■ Written instruction A ■
According to Tank in the Background section of the song article, why did this particular track appeal to him? Answer in one to three sentences.
■ Written instruction B ■
Resume the article about the Tank song "When We" from the point where it stops.
BEGIN Document section
Single by Tank

from the album Savage
- Released: June 16, 2017
- Length: 5:09 4:40 (remix); 3:49 (remix radio edit);
- Label: Atlantic
- Songwriters: Durrell Babbs; Carl McCormick; Johnnie Newt;
- Producer: Cardiak

Tank singles chronology
| "#BDAY" (2016) | "When We" (2017) | "Dream About You" (2017) |

Music video
- "When We" on YouTube

= When We =

"When We" is a song by American singer Tank. It was released on June 16, 2017, as the first single from his eighth studio album, Savage (2017). Tank co-wrote the track with J. Valentine and Cardiak, the latter also produced it. The music video premiered in August 2017.

Tank performed "When We" at the Soul Train Music Awards in November 2017. The official remix of the song featuring American singers Trey Songz and Ty Dolla Sign was released in February 2018, with the music video premiered in the next month.

==Background==
While talking about the inspiration behind the song in an interview with Genius, Tank said;

"The track really did it for me. I met Cardiak at Rooftop at a party in LA. He’s like, "I got that fire." I said, "You got the fire?" He said, "I got that fire." He’s talking about, "I’ll be on your album." I said, "Hm, interesting." Let me hear your work. He sent me a load of maybe five or six tracks, and this was one of ‘em. I went to the studio, Jerry Wonda Studio Platinum Sound. I just turned the track on. I said, "This sounds like the soundtrack to when some fucking starts happening." You don’t necessarily wanna play trap music if you trying to have a sexy moment, but you do wanna get mildly aggressive. You know what I’m saying?."

==Critical reception==
Sydney Scott from Essence wrote that the song "feels like a sexy return to pure R&B, a soundtrack to a romantic evening that ends in the bedroom". Courtney Bryant of Parle gave a positive review to the song saying it "has a sensual vibe to it" and "definitely delivers just as much as his past work, if not better".
END Document section
BEGIN Extracted material
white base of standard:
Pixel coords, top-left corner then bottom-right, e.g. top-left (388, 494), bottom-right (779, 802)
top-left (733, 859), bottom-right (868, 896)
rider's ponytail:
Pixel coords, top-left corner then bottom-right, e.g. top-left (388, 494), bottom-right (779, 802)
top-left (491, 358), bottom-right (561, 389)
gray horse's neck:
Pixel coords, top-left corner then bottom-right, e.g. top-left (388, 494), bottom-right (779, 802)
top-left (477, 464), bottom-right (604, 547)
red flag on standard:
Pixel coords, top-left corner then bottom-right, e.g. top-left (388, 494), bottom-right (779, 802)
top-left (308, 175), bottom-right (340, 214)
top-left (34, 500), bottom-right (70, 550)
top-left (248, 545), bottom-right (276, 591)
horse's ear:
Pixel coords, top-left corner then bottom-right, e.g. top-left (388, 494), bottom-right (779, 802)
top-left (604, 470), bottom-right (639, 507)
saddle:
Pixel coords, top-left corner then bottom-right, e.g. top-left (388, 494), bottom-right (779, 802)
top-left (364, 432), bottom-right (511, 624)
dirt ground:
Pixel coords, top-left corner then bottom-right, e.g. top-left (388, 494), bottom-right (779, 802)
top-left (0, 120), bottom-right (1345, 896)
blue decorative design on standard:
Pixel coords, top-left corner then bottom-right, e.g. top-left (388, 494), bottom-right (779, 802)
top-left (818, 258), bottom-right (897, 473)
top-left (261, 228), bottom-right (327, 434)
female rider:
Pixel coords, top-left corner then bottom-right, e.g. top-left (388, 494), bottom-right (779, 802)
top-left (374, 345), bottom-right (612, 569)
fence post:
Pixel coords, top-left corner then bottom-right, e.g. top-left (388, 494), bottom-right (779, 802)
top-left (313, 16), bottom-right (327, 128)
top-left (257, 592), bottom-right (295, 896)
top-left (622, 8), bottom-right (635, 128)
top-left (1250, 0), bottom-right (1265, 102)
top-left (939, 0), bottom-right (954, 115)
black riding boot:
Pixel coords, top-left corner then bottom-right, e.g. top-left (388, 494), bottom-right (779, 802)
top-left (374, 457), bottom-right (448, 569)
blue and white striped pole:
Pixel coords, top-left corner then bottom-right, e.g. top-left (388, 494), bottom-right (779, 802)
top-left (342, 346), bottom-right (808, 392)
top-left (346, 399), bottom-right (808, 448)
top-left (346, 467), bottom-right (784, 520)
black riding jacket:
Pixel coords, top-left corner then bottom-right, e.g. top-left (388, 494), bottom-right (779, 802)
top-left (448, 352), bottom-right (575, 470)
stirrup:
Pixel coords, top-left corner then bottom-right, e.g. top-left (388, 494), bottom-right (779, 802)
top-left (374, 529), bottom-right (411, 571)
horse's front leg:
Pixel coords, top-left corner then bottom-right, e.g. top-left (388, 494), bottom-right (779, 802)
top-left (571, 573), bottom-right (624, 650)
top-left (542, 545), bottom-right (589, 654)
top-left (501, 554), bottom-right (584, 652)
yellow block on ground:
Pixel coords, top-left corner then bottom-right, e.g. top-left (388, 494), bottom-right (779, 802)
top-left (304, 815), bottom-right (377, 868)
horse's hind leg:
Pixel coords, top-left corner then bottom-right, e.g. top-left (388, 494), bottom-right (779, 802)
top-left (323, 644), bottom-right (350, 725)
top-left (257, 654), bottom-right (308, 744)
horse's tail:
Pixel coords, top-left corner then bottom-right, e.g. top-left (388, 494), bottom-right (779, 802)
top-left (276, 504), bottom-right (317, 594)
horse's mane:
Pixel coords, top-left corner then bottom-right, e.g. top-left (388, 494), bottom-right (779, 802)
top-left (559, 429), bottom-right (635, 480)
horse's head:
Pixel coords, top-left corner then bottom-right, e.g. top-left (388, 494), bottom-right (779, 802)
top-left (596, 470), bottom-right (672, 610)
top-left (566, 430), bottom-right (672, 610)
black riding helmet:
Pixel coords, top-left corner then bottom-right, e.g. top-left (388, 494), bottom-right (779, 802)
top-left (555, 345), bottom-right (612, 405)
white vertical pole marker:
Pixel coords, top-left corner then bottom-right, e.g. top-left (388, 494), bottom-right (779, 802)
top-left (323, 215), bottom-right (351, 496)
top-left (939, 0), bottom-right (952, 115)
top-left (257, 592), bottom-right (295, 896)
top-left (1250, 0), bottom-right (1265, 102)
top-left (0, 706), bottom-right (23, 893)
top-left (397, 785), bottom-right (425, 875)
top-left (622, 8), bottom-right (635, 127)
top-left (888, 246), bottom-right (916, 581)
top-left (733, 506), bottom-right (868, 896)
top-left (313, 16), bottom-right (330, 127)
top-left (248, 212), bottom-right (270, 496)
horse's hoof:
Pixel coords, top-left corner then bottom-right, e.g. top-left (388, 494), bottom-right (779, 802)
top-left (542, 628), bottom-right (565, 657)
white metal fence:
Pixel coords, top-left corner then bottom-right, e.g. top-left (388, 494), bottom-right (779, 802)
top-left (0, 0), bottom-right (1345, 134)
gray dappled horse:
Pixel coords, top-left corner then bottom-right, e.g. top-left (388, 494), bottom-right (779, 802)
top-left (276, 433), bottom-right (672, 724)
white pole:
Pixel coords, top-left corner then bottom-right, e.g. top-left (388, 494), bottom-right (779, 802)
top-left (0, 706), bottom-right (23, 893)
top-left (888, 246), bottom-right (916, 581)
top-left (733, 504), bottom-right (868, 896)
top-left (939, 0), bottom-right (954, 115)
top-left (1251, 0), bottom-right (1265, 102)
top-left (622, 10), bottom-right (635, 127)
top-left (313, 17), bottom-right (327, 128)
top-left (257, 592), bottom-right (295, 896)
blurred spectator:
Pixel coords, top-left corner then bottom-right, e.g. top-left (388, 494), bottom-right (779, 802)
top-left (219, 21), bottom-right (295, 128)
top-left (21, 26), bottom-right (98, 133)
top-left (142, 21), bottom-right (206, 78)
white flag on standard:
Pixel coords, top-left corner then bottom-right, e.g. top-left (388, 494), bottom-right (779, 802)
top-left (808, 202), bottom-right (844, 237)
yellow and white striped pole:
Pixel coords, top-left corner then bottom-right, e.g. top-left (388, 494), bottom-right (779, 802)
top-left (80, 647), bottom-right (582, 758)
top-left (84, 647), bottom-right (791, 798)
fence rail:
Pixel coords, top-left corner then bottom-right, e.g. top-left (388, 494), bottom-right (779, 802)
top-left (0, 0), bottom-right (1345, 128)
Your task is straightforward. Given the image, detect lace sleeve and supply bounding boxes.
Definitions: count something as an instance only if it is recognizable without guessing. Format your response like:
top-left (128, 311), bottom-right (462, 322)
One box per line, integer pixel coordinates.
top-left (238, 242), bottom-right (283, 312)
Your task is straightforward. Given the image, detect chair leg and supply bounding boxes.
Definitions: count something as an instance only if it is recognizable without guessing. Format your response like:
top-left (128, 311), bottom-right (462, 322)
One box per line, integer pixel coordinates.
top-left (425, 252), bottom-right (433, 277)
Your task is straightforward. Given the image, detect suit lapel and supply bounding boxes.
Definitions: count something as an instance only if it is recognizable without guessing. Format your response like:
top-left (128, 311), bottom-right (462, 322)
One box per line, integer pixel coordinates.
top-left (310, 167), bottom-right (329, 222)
END Extracted material
■ Written reply A ■
When he played it in the studio, it sounded to him like the soundtrack to the moment things turn intimate. He explained that trap music doesn't suit a sexy moment, but the mood should still be mildly aggressive, and this track struck that balance.

■ Written reply B ■
==Promotion==
The music video for "When We" premiered via Tank's YouTube channel on August 16, 2017. While talking about the video in an interview with Billboard, Tank said: "Well, I wanted the song to sound literal. But, I also wanted people to explore their horizons, in terms of their sexuality. I think sometimes people can be basic in these moments. And, it is not because they are trying to be basic. Sometimes, you just get accustomed to doing a certain thing all the time. And it works for you. Sometimes we forget to be creative [in bed]. We forget to use our imagination. So, even though the song has a very literal word, that word can go so many different ways. That is what I wanted to show. How deep, and how dark this word can be. And, how beautiful at the same time."

Tank performed the song live at the Soul Train Music Awards in November 2017. On February 2, 2018, in an Instagram livestream Tank teased the remix of "When We" featuring American singers Trey Songz and Ty Dolla Sign. He released it on February 13, 2018. The music video for the remix, directed by J Valentine and BenMarc, premiered on March 16, 2018.

==Charts==

===Weekly charts===

Weekly chart performance for "When We"
| Chart (2017) | Peak position |
|---|---|
| US Billboard Hot 100 | 78 |
| US Hot R&B/Hip-Hop Songs (Billboard) | 35 |
| US Adult R&B Songs (Billboard) | 1 |

===Year-end charts===

Year-end chart performance for "When We"
| Chart (2017) | Position |
|---|---|
| US Adult R&B Songs (Billboard) | 18 |
| Chart (2018) | Position |
| US Adult R&B Songs (Billboard) | 1 |

==Certifications==

Certifications of "When We"
| Region | Certification | Certified units/sales |
| United States (RIAA) | Platinum | 1,000,000^{‡} |
^{‡} Sales+streaming figures based on certification alone.

==Release history==

Release history and formats for "When We"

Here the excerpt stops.